- Records for the exercise
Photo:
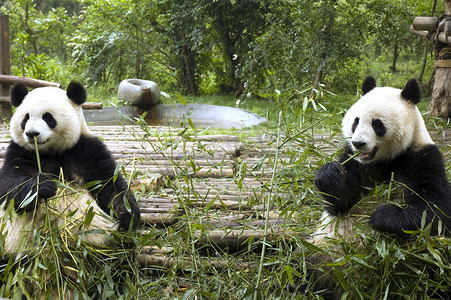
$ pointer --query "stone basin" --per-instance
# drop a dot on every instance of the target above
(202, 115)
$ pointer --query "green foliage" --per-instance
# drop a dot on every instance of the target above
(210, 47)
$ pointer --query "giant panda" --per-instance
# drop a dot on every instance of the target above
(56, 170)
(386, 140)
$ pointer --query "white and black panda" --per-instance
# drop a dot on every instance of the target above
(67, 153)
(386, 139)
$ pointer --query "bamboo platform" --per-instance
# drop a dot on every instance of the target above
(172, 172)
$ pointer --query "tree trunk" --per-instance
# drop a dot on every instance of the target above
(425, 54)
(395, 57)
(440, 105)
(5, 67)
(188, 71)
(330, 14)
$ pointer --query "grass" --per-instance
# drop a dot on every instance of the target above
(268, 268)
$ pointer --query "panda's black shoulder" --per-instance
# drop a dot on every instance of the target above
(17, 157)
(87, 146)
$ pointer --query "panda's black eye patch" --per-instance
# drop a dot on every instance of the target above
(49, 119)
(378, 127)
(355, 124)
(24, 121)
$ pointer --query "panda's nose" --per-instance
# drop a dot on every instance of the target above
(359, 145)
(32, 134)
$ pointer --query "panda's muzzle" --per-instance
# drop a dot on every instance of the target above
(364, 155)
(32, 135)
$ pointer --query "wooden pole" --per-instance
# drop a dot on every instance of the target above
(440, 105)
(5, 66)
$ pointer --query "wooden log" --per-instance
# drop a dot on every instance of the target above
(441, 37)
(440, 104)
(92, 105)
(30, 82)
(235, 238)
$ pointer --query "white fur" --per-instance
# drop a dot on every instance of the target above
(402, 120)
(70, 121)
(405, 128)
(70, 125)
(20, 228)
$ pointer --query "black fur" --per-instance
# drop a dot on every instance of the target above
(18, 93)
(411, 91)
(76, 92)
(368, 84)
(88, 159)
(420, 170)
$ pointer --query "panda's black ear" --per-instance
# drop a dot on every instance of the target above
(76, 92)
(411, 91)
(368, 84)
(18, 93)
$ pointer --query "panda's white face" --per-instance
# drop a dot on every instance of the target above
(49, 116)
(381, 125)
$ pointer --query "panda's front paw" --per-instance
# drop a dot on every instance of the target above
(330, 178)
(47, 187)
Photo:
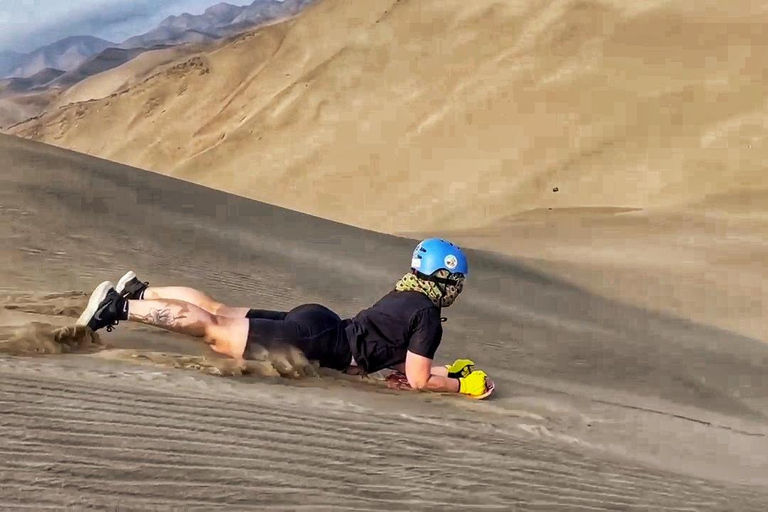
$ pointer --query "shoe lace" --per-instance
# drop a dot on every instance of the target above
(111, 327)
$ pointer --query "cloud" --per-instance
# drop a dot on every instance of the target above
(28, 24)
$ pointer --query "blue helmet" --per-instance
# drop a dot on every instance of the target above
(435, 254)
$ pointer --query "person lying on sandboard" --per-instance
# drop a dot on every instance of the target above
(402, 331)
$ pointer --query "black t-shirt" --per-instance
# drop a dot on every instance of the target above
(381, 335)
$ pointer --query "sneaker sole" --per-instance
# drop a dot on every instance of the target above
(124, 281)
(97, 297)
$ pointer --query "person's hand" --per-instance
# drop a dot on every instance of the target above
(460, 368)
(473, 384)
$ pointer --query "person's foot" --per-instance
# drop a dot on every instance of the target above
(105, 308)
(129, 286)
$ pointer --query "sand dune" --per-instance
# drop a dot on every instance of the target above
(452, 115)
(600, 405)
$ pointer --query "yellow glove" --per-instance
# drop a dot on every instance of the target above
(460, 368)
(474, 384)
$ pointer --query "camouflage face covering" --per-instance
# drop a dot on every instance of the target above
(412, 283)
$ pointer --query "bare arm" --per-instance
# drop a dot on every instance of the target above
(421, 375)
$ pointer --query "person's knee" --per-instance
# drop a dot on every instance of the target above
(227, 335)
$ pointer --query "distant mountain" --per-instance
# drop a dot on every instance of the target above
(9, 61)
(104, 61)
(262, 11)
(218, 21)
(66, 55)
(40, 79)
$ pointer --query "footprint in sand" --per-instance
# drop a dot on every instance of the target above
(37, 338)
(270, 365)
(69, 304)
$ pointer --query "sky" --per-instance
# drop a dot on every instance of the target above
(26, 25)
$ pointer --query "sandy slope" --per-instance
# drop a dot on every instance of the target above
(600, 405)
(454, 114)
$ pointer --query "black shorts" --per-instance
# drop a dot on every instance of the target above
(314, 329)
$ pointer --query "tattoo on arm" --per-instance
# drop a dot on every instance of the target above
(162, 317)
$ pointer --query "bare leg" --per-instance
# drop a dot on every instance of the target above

- Set problem
Quote the records above exactly, leaving out any pictures.

- Answer to this problem
Photo:
$ pointer --query "stone basin" --per-instance
# drop a dot on every instance of the target above
(202, 115)
$ pointer --query "green foliage" --per-instance
# drop a dot on every instance of the target above
(210, 47)
$ pointer --query "giant panda" --per-instance
# drop a dot on every instance of the target above
(56, 170)
(386, 140)
$ pointer --query "white and black panda" --per-instance
# drop a dot on every instance of the target above
(67, 153)
(386, 139)
$ pointer --query "bamboo platform" --per-instance
# drop a dot on every instance of the target above
(172, 172)
$ pointer --query "tree trunk" --per-instance
# drop a dot on every instance of the target above
(425, 54)
(395, 57)
(440, 105)
(5, 67)
(188, 71)
(330, 14)
$ pointer --query "grass" --per-instance
# drop a dot on every instance of the target above
(268, 268)
$ pointer --query "panda's black shoulder" --per-instance
# drop a dot on every instance of the target above
(17, 157)
(87, 146)
$ pointer --query "panda's black eye patch" --per-instance
# drop a dot on every instance of the target above
(49, 119)
(378, 127)
(355, 124)
(24, 121)
$ pointer --query "panda's nose" --per-instance
# drop a dot on every instance of the target above
(359, 145)
(32, 134)
$ pointer --query "panda's muzzle" --per-instance
# drop a dot on every instance of the target above
(364, 155)
(32, 135)
$ pointer --query "wooden pole" --per-instance
# drop a dot on every instance of the target above
(440, 105)
(5, 66)
$ pointer --query "wooden log" --per-instance
# drop a dot on every instance of the target above
(441, 37)
(440, 104)
(92, 105)
(30, 82)
(235, 238)
$ pointer --query "white fur" --per-instance
# drop a dot on every instance of the target above
(402, 120)
(70, 121)
(405, 128)
(70, 125)
(20, 228)
$ pointer --query "black fur" --per-instance
# drop a dot on every instance of the target above
(18, 93)
(411, 91)
(76, 92)
(368, 84)
(88, 159)
(420, 170)
$ pointer --query "panda's black ear" --per-instance
# drop a dot on every instance of the target above
(76, 92)
(411, 91)
(368, 84)
(18, 93)
$ pointer --query "panda's white face" --per-instance
# drop a dot on every instance of the target above
(49, 116)
(381, 125)
$ pointer --query "panda's front paw" --per-instance
# drop a dot on every instance of the target above
(330, 178)
(47, 187)
Photo:
$ pointer --query "shoe lace" --per-instance
# drop a dot on every instance of the target above
(111, 327)
$ pointer --query "cloud" --per-instance
# drop a dot on every instance of the target above
(28, 24)
$ pointer --query "blue helmet" --per-instance
# drop a dot on every instance of the target above
(435, 254)
$ pointer --query "person lying on sandboard" --per-instance
# drop a dot on every instance of the target above
(402, 331)
$ pointer --query "black t-shirt" --per-instance
# drop a dot on every instance of the target above
(381, 335)
$ pointer --query "sneaker sole" --per-instance
# drop a dot on every instance of the target above
(124, 281)
(97, 297)
$ pointer --query "person's hand" --per-instance
# drop a dot on every instance of the target above
(460, 368)
(473, 384)
$ pointer --query "person's foot" --per-instance
# drop a dot on every instance of the target above
(105, 308)
(129, 286)
$ pointer --query "sand dune" --per-instance
# drop a dot on every instance of the target above
(452, 115)
(600, 405)
$ pointer --query "yellow glove" --per-instance
# drop a dot on every instance of the target above
(460, 368)
(474, 384)
$ pointer --query "camouflage face covering" --per-instance
# drop a dot on every instance of the target above
(412, 283)
$ pointer --query "bare arm" --per-instance
# drop a dot on every instance of the target above
(421, 375)
$ pointer --query "person's knee" --per-instance
# drop a dot on every instance of the target above
(227, 335)
$ pointer --query "distant mountain" --per-instance
# drop a dot on every instance of the target above
(9, 61)
(104, 61)
(262, 11)
(218, 21)
(66, 55)
(40, 79)
$ pointer --query "footprint in sand" --per-instance
# drop a dot on every instance of the target above
(37, 338)
(270, 365)
(69, 304)
$ pointer --query "sky" --per-instance
# drop a dot on every instance of the target above
(26, 25)
$ pointer --query "sandy slope" --per-instance
# drop a dot on every instance of the target above
(600, 405)
(454, 114)
$ pointer --query "black shorts" --per-instance
# drop a dot on every instance of the target above
(314, 329)
$ pointer --query "tattoo on arm" --per-instance
# drop a dot on every instance of the target above
(162, 317)
$ pointer --query "bare leg" --per-instance
# drop a dot on every instance of the target above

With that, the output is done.